QUÉ HACER - Reproduce al pie de la letra las líneas que van desde la que contiene "of the scallop" hasta la que contiene "x=227, y=187", ambas incluidas.

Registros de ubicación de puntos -

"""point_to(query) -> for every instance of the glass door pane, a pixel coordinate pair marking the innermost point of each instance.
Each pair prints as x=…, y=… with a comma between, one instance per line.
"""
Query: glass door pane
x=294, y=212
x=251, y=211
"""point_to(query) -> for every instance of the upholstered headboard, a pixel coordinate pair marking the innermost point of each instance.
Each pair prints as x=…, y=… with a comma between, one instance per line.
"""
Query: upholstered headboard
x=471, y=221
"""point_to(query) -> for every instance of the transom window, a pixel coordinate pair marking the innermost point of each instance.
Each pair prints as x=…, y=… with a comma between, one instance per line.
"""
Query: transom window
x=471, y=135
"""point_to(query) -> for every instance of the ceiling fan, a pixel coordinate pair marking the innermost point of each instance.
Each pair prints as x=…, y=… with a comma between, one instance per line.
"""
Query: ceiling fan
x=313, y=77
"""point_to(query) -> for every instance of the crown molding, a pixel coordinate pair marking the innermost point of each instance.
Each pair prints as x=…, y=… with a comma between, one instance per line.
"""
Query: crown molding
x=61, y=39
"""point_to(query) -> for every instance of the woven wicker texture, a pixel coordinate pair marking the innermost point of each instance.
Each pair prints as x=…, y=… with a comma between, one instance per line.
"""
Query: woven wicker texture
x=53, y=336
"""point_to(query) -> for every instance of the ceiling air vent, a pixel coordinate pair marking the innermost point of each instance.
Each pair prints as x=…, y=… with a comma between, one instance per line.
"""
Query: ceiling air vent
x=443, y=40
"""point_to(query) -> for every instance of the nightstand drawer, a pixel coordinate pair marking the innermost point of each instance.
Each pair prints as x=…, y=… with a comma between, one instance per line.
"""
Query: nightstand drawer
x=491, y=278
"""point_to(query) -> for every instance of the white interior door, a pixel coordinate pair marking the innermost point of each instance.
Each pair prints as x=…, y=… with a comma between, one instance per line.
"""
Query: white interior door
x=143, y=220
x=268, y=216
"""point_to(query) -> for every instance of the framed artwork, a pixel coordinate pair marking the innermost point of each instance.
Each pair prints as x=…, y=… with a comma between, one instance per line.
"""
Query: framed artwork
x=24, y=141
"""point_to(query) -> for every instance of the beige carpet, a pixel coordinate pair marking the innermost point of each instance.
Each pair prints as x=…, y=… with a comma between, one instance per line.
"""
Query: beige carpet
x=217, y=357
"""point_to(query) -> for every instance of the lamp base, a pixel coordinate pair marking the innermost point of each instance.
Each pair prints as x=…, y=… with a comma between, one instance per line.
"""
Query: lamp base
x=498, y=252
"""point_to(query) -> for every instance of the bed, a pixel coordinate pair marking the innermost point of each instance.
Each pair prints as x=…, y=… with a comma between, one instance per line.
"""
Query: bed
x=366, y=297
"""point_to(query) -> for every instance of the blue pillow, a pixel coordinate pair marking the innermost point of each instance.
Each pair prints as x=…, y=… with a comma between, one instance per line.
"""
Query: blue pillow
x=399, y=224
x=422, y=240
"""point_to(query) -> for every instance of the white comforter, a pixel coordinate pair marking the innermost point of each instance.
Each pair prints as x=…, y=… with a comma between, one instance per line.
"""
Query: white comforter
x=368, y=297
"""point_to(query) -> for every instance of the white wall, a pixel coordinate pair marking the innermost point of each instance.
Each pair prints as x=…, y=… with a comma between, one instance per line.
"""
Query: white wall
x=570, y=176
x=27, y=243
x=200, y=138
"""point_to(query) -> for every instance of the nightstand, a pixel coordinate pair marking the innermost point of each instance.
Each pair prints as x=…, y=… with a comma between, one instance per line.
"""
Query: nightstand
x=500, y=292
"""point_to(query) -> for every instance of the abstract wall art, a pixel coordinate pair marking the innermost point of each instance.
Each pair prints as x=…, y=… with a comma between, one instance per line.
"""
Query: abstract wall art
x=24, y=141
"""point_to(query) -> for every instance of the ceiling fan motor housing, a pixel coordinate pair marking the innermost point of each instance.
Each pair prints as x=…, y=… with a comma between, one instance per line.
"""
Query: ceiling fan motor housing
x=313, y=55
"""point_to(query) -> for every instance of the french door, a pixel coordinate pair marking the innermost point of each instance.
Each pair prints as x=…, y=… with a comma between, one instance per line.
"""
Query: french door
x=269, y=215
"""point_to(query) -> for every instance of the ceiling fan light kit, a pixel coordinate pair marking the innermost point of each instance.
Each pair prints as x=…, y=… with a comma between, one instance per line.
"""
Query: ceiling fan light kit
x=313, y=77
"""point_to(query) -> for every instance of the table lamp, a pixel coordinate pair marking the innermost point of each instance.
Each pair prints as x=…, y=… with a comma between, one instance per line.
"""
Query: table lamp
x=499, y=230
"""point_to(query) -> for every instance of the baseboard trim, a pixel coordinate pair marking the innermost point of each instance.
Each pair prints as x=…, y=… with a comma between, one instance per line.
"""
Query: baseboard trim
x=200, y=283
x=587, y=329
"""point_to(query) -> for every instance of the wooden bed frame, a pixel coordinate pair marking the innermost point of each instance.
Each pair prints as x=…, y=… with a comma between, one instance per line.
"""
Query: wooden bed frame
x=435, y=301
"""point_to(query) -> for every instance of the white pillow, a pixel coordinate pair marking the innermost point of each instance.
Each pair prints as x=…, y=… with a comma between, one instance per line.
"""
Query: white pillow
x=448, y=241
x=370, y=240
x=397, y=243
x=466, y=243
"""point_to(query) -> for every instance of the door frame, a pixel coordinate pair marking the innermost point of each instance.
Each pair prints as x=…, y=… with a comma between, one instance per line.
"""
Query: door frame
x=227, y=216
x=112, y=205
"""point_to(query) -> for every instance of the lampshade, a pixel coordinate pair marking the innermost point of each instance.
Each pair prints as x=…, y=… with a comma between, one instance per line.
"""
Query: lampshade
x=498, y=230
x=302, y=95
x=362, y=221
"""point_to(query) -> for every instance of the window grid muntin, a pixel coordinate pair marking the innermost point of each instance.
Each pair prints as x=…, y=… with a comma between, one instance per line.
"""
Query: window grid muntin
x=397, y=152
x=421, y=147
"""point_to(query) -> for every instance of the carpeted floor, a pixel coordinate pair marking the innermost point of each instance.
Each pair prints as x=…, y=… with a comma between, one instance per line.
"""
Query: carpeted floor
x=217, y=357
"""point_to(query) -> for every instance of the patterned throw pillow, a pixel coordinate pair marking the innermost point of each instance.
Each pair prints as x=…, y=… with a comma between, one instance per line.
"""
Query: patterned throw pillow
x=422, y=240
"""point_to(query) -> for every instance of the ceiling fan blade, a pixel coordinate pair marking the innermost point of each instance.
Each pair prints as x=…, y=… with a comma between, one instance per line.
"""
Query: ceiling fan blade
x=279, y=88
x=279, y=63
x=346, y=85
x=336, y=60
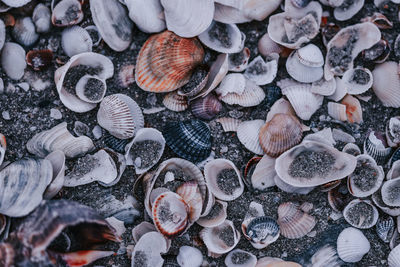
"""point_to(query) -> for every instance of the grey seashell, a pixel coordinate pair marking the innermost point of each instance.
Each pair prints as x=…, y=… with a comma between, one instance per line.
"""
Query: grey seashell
x=22, y=185
x=59, y=138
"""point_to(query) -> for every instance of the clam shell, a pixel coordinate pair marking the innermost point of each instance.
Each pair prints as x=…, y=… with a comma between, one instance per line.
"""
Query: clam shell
x=281, y=133
x=324, y=164
x=248, y=132
x=293, y=222
x=59, y=138
x=189, y=139
x=361, y=214
x=22, y=186
x=166, y=62
x=352, y=245
x=120, y=115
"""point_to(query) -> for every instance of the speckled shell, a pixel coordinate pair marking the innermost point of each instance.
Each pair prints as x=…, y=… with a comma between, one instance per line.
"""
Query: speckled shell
x=281, y=133
x=166, y=62
x=120, y=115
x=189, y=139
x=294, y=223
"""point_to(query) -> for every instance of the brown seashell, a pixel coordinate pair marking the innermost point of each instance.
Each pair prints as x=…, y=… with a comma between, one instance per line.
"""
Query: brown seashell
x=166, y=62
x=281, y=133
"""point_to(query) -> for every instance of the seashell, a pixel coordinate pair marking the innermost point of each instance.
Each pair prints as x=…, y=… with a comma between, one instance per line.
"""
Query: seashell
x=293, y=222
x=24, y=31
x=347, y=9
x=113, y=23
x=146, y=15
x=41, y=17
x=304, y=102
x=105, y=167
x=361, y=214
x=188, y=18
x=180, y=57
x=220, y=239
x=224, y=179
x=189, y=139
x=367, y=177
x=240, y=258
x=189, y=257
x=344, y=47
x=223, y=38
x=59, y=138
x=76, y=40
x=175, y=102
x=247, y=133
x=120, y=115
x=206, y=108
x=261, y=72
x=23, y=183
x=66, y=76
x=375, y=145
x=386, y=83
x=385, y=228
x=281, y=133
x=352, y=245
x=312, y=163
x=67, y=13
x=13, y=60
x=216, y=216
x=238, y=62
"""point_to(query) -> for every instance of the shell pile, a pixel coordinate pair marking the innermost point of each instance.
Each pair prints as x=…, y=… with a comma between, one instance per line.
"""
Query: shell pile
x=200, y=133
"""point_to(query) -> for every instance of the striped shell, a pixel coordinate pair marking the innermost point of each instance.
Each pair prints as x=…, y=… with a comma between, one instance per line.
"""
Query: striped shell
x=166, y=62
x=281, y=133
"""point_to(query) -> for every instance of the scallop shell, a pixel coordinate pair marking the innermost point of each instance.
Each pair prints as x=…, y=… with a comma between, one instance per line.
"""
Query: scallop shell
x=361, y=214
x=188, y=18
x=120, y=115
x=223, y=38
x=189, y=139
x=325, y=164
x=23, y=183
x=281, y=133
x=352, y=245
x=233, y=185
x=180, y=56
x=59, y=138
x=248, y=132
x=216, y=238
x=293, y=222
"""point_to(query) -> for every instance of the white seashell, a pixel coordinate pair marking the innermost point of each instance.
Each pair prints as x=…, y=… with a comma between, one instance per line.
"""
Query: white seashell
x=223, y=38
x=13, y=60
x=189, y=257
x=146, y=15
x=188, y=18
x=76, y=40
x=247, y=133
x=352, y=245
x=120, y=115
x=261, y=72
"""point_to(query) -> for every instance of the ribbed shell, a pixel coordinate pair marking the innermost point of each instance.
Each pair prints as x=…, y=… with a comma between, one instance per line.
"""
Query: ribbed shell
x=166, y=62
x=281, y=133
x=293, y=222
x=120, y=115
x=189, y=139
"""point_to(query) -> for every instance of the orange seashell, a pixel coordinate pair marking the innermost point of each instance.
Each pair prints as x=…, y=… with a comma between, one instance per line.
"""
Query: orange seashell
x=281, y=133
x=166, y=62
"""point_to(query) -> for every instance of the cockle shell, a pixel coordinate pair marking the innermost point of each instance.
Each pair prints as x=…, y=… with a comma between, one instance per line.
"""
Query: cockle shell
x=281, y=133
x=120, y=115
x=59, y=138
x=166, y=62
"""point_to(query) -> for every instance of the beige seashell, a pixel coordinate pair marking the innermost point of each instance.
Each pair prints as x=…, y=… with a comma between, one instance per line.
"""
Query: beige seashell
x=247, y=133
x=293, y=222
x=227, y=187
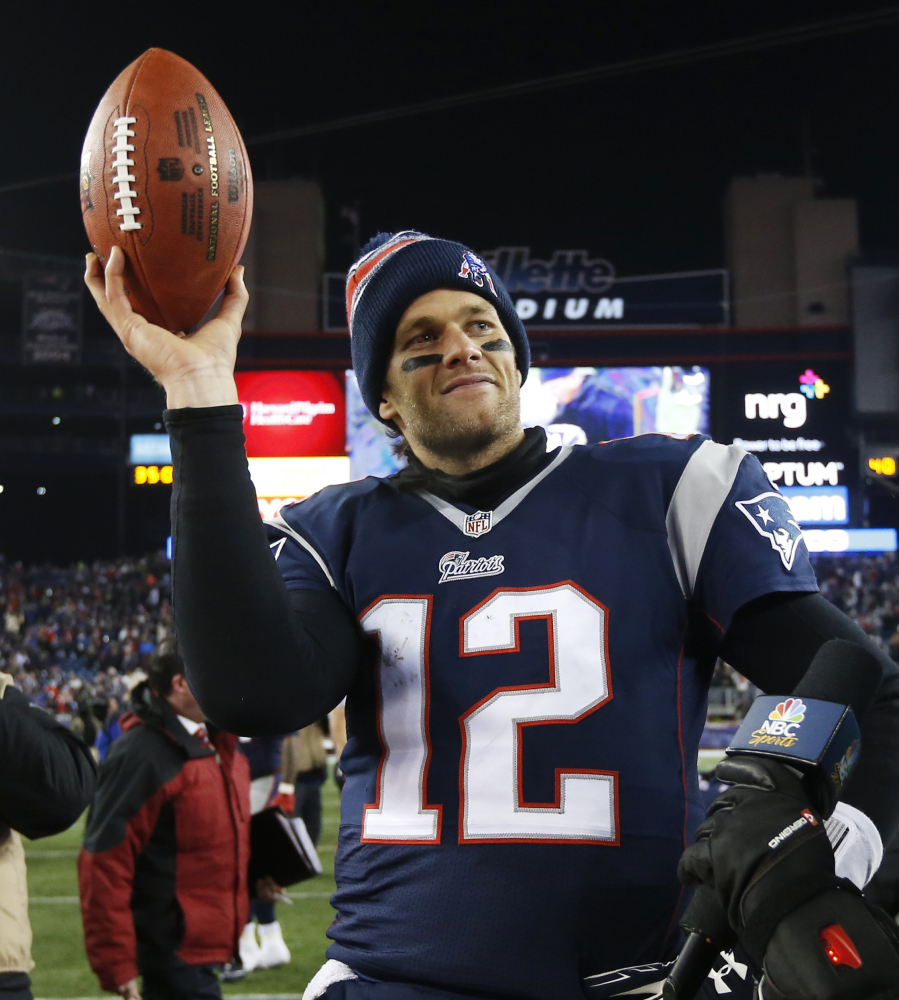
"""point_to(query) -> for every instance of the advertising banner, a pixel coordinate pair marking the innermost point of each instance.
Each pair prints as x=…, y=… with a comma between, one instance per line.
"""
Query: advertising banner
x=572, y=290
x=52, y=318
x=295, y=428
x=795, y=418
x=292, y=413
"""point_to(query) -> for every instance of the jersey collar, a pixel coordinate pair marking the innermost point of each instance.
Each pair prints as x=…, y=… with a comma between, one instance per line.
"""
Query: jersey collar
x=487, y=520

SOLUCIÓN ESCRITA -
"""point_to(query) -> for every instance of the scallop shell, a pixel coordinate pair marking the innermost point of each instance.
Each pair prints as x=…, y=… with a comma between, one instance per line.
"""
Query: scallop shell
x=361, y=214
x=188, y=18
x=120, y=115
x=223, y=38
x=189, y=139
x=325, y=164
x=23, y=183
x=281, y=133
x=352, y=245
x=233, y=185
x=180, y=56
x=59, y=138
x=248, y=132
x=216, y=238
x=293, y=222
"""point_to(query) -> for every instance of the white seashell, a pixel coordinate pair marking the innermost point of each instance.
Each pair prints as x=…, y=… with a comma between, one instance per line.
"""
Query: white seashell
x=223, y=38
x=13, y=60
x=189, y=257
x=146, y=15
x=188, y=18
x=76, y=40
x=247, y=133
x=352, y=245
x=120, y=115
x=261, y=72
"""point_to(query) -> for every instance of the ribbed shell, a pixel coordinate pair marking the innermost point of each instance.
Each pair prints as x=…, y=… with a comma between, one instance per line.
"""
Query: ribbed shell
x=166, y=62
x=281, y=133
x=293, y=222
x=120, y=115
x=189, y=139
"""point_to(query) -> for every instance of the orange seashell, a pixel coordinate pair marking the innermost point of each instance.
Each pair prints as x=…, y=… with a comma between, one instance per line.
"""
Query: orange seashell
x=281, y=133
x=166, y=62
"""point_to(query) -> for every instance of the cockle shell, a pixel coordinate pair marking the innermost point of each instance.
Each pair prints as x=…, y=… with a comma between, one instance per line.
"""
Query: cockle shell
x=281, y=133
x=120, y=115
x=59, y=138
x=166, y=62
"""point_to(query) -> for every instance of the beige seashell, a pixel coordinate pair marking the innermost point of each instance.
Each pair prints as x=…, y=… with a comma between, one instance per line.
"""
Query: beige seashell
x=247, y=133
x=293, y=222
x=227, y=187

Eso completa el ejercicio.